## Problem requirements
Quote the records below in full, exactly as given, with the images taken out.

###

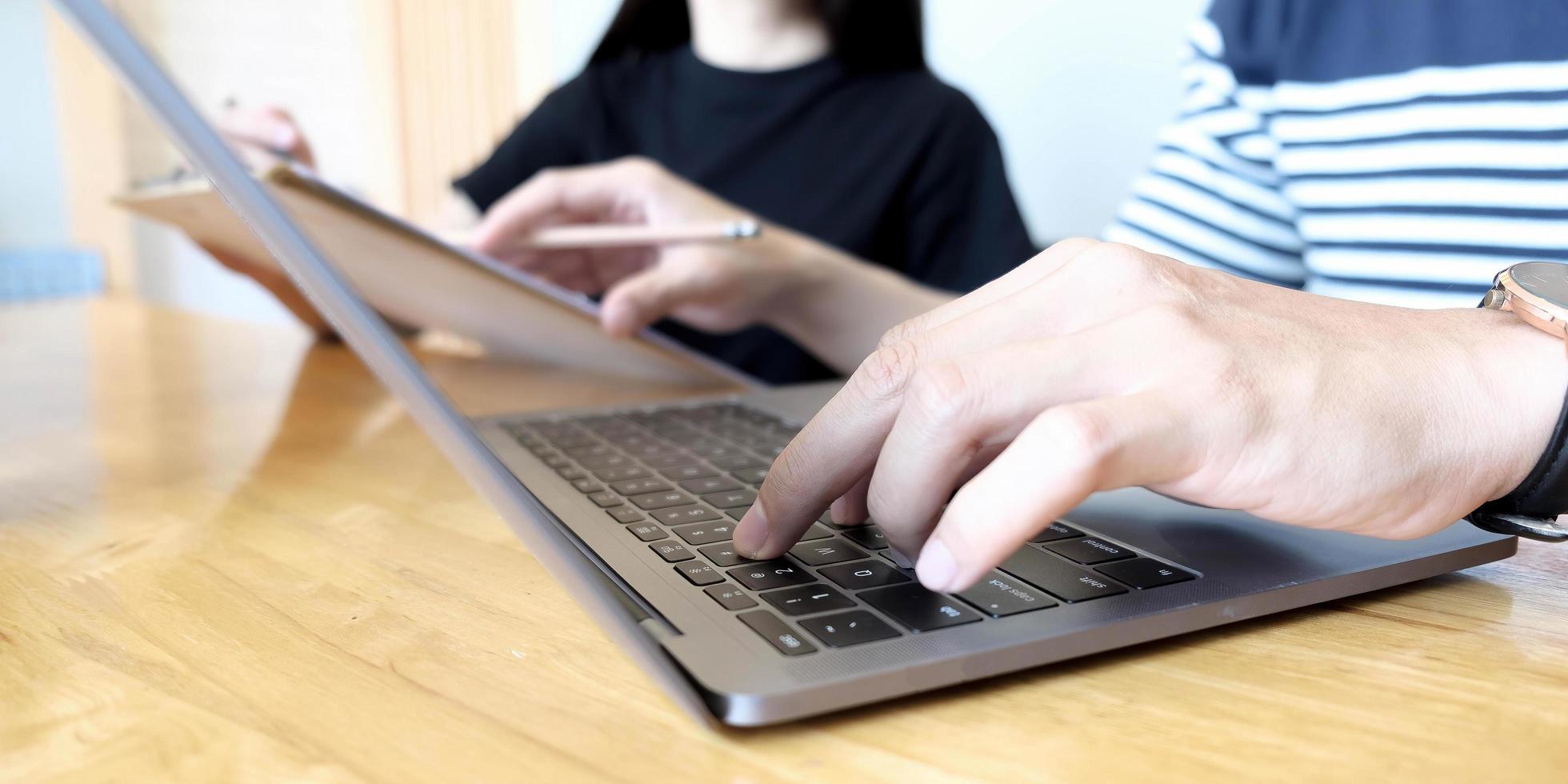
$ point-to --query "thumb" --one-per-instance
(645, 298)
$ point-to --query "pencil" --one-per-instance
(629, 235)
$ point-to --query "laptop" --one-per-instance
(630, 510)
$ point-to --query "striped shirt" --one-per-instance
(1398, 153)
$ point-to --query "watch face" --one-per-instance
(1545, 279)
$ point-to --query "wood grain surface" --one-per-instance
(226, 554)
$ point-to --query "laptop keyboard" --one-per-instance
(681, 477)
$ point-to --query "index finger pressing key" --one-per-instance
(828, 457)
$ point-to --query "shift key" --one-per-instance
(1058, 578)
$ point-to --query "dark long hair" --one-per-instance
(883, 35)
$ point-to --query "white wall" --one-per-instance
(1074, 88)
(300, 54)
(32, 181)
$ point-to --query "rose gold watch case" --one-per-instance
(1535, 311)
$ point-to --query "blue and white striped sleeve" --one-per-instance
(1211, 196)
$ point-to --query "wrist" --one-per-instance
(808, 274)
(1523, 378)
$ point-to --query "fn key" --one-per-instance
(780, 635)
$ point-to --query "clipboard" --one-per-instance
(416, 278)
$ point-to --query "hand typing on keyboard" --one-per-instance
(1099, 366)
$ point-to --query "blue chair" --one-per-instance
(49, 274)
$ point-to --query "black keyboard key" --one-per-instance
(715, 449)
(846, 629)
(1090, 549)
(698, 573)
(651, 450)
(1146, 573)
(1058, 578)
(730, 598)
(816, 532)
(869, 537)
(684, 514)
(1058, 530)
(738, 462)
(770, 574)
(625, 514)
(646, 532)
(590, 450)
(805, 599)
(606, 462)
(998, 594)
(640, 486)
(731, 499)
(659, 501)
(706, 534)
(671, 460)
(604, 499)
(723, 554)
(689, 472)
(918, 609)
(862, 574)
(823, 552)
(751, 475)
(671, 550)
(777, 632)
(622, 474)
(709, 485)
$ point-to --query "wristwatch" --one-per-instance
(1537, 292)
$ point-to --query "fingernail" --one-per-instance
(937, 566)
(751, 532)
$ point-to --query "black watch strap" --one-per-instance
(1532, 509)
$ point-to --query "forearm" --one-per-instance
(841, 306)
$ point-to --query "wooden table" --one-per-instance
(228, 554)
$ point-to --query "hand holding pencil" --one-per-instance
(653, 245)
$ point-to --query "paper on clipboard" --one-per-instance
(416, 278)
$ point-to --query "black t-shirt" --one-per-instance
(896, 168)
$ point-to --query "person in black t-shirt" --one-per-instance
(814, 117)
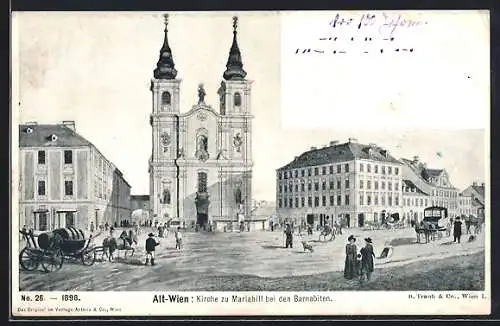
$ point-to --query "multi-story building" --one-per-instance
(351, 182)
(434, 183)
(65, 180)
(477, 194)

###

## Answer to this problem
$ point-to --query "thumb" --one-per-instance
(645, 298)
$ point-to --query "pencil" --one-per-instance
(629, 235)
$ point-to --query "laptop" --one-per-instance
(630, 510)
$ point-to --query "striped shirt" --one-per-instance
(1398, 153)
$ point-to --query "watch face" --one-per-instance
(1545, 279)
$ point-to --query "wood grain surface" --one-per-instance
(226, 554)
$ point-to --query "laptop keyboard" --one-per-instance
(681, 477)
$ point-to --query "index finger pressing key" --one-per-instance
(828, 457)
$ point-to --query "shift key" --one-per-instance
(1058, 578)
$ point-to --query "dark long hair" --one-per-instance
(883, 35)
$ point-to --query "white wall" --one-per-instance
(1074, 88)
(300, 54)
(32, 181)
$ point-to --query "rose gold watch case" --one-per-instance
(1535, 311)
$ point-to --query "blue and white striped sleeve" --one-per-instance
(1211, 196)
$ point-to --query "wrist" --one-per-instance
(808, 274)
(1523, 378)
$ point-to --query "fn key" --one-per-instance
(780, 635)
$ point-to --query "clipboard" --one-per-instance
(416, 278)
$ point-to --query "hand typing on keyboard" --one-per-instance
(1099, 366)
$ point-to --query "blue chair" --one-per-instance
(49, 274)
$ point-to --query "black keyboard key" --one-per-instance
(715, 449)
(846, 629)
(1090, 549)
(698, 573)
(651, 450)
(1146, 573)
(1058, 578)
(730, 598)
(816, 532)
(869, 537)
(684, 514)
(1058, 530)
(738, 462)
(770, 574)
(625, 514)
(646, 532)
(590, 450)
(805, 599)
(606, 462)
(998, 594)
(640, 486)
(731, 499)
(659, 501)
(706, 534)
(671, 460)
(604, 499)
(723, 554)
(689, 472)
(918, 609)
(862, 574)
(823, 552)
(751, 475)
(671, 550)
(777, 632)
(622, 474)
(709, 485)
$ point-to --query "wristwatch" --one-per-instance
(1537, 292)
$ point-to --query "fingernail" --one-per-instance
(937, 566)
(751, 532)
$ point-to --query "black watch strap" --one-per-instance
(1532, 509)
$ point-to --query "forearm" --one-per-instance
(841, 306)
$ point-to --query "wooden table" --one-per-instance
(228, 554)
$ point-to --query "hand holding pencil" --one-per-instance
(653, 245)
$ point-to --query "paper on clipboard" --one-per-instance
(416, 278)
$ point-to --query "black t-shirt" --one-per-instance
(896, 168)
$ point-to --query "person in black t-shirt" --one-per-instance
(814, 117)
$ point-to --query "multi-story building" --one-per-instance
(351, 182)
(434, 183)
(65, 180)
(477, 194)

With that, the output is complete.